How to Pasteurize Milk

Apr
22

Start with a cow.

Tie her up, tie her down, tie her sideways. (Shades of Clover.) Okay, a cow is not quite as much trouble to milk as a goat, but cows are quite strong. Get ‘er milked and take your booty home. I have a post specifically about handling milk here: Handling Milk. I’ll brush by some of that information here, but read that post for more details. I’ve had a number of questions about pasteurizing milk, so this post is going to focus on that process.

I bring my milk home in quart jars transferred from my milking bucket after I finish milking Beulah Petunia down in the meadow bottom. (We’re hoping to have her moved closer to the house soon.)

I open all the jars and get ready to filter and measure the milk.

You can buy milk filters made specifically for this purpose at feed or farm supply stores. No doubt back in the day, they used a couple layers of cheesecloth. Or an old shirt. (I’M JUST KIDDING. Maybe.)

This is what the filters look like.

I use a strainer and a two-quart bowl so I’m measuring as I’m filtering. (You don’t have to measure, of course. I just like to keep track.)

Place a filter in the strainer.

Pour the milk through the filtered strainer into the bowl.

Pour the fresh, clean milk into a big pot.

Stick a thermometer in there.

Put the lid on, as you can around the thermometer.

Turn the heat on medium to medium-low. You can pasteurize by different temperatures. You can pasteurize at 145-degrees and hold the milk at that temperature for 30 minutes. Or you can pasteurize at 165-degrees and hold the milk at that temperature for just 15 seconds.

Pasteurization itself is a hot topic. For many people, there is no milk like raw milk. It can be anything from a taste and nutritional decision to a philosophical and nigh on political position. For others, safety is a weighty concern.

Here are a few of the facts.

Pasteurization was developed as a public health measure to save lives. Heating milk to pasteurize destroys pathogenic bacteria. On the other hand, heating milk to pasteurize also makes proteins, vitamins, and milk sugars less available and destroys enzymes. Pasteurization changes the flavor of milk and denatures the whey proteins, resulting in a weaker curd for cheesemaking. (This is why bacterial starters are commonly used in making cheese.) Ultra-pasteurization involves heating the milk to 191-degrees and is a growing practice that allows a longer shelf life. (Avoid buying ultra-pasteurized milk or cream for any of your cheesemaking endeavors.)

> [Material provided]

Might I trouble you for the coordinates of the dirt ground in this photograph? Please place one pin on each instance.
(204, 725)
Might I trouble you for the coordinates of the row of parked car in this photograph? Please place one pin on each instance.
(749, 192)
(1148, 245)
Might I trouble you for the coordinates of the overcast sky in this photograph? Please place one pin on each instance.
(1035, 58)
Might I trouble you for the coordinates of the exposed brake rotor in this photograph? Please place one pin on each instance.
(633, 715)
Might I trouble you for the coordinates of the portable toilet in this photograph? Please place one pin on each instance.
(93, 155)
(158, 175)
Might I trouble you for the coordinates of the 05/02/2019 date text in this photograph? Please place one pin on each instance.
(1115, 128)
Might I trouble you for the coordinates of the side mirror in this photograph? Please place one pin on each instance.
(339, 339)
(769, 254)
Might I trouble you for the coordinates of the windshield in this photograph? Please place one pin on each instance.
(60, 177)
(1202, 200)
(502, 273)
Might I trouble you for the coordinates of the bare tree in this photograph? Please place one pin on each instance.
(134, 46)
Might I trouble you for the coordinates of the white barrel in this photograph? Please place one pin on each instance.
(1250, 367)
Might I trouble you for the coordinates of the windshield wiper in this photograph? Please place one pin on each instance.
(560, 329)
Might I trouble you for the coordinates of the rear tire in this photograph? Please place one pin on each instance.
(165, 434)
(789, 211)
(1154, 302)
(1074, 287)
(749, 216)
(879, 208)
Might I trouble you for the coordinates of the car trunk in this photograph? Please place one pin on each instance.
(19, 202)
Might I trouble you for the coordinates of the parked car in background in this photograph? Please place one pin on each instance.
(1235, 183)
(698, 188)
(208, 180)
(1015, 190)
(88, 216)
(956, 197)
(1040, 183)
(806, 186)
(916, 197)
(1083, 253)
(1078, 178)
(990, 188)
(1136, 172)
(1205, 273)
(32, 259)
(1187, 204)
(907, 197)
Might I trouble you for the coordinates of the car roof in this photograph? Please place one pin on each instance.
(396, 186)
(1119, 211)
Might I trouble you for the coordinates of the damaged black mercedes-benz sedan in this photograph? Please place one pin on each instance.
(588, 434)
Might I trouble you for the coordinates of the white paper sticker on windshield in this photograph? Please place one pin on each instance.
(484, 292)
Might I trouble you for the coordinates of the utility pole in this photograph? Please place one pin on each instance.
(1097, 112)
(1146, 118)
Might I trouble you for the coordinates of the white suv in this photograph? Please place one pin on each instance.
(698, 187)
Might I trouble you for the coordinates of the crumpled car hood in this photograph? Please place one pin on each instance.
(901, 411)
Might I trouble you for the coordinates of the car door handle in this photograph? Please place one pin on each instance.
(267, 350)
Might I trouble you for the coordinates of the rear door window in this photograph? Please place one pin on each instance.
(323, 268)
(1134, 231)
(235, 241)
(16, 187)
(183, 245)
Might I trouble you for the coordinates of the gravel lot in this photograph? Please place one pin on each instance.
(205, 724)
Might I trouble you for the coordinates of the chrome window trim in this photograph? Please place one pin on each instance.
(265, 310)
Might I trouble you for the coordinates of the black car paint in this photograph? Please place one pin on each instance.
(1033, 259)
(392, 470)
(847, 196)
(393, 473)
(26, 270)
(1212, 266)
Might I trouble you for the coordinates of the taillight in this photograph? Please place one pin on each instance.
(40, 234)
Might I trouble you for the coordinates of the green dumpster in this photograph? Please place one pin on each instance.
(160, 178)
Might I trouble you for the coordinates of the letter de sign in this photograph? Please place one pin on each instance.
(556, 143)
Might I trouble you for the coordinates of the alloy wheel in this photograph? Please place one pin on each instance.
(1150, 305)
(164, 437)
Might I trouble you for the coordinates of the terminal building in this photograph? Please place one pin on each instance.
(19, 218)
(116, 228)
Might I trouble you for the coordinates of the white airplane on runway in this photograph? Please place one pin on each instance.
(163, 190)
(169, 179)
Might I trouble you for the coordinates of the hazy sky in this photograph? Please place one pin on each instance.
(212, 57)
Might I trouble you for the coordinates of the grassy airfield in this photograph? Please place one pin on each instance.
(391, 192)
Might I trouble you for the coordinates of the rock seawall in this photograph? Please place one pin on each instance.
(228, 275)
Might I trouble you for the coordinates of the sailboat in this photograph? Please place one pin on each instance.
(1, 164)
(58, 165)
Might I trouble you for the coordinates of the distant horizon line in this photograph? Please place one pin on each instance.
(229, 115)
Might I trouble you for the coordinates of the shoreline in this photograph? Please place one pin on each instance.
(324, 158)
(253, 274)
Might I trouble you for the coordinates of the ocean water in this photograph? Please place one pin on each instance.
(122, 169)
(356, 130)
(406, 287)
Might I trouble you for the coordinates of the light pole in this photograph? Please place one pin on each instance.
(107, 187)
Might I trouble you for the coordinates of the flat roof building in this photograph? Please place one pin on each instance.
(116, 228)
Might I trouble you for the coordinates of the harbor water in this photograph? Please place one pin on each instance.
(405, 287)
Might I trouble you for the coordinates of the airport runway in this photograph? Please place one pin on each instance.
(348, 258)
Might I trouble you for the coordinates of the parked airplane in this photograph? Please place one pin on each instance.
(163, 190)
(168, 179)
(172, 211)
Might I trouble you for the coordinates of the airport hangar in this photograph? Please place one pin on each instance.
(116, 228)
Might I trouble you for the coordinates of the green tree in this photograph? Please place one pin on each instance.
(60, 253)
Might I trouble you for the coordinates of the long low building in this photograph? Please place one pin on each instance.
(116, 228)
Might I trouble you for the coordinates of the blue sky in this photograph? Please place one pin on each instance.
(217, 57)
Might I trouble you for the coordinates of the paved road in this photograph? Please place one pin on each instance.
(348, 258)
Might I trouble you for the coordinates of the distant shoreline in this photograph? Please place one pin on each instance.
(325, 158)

> [Prompt 1]
In the text about pasteurizing milk, how long should milk be held at 145 degrees to pasteurize it?
> [Prompt 2]
Quote the text about pasteurizing milk, starting with "I open all the" and going on through "in the strainer.".
Rely only on the text about pasteurizing milk.

> [Output 1]
30 minutes.

> [Output 2]
I open all the jars and get ready to filter and measure the milk.

You can buy milk filters made specifically for this purpose at feed or farm supply stores. No doubt back in the day, they used a couple layers of cheesecloth. Or an old shirt. (I’M JUST KIDDING. Maybe.)

This is what the filters look like.

I use a strainer and a two-quart bowl so I’m measuring as I’m filtering. (You don’t have to measure, of course. I just like to keep track.)

Place a filter in the strainer.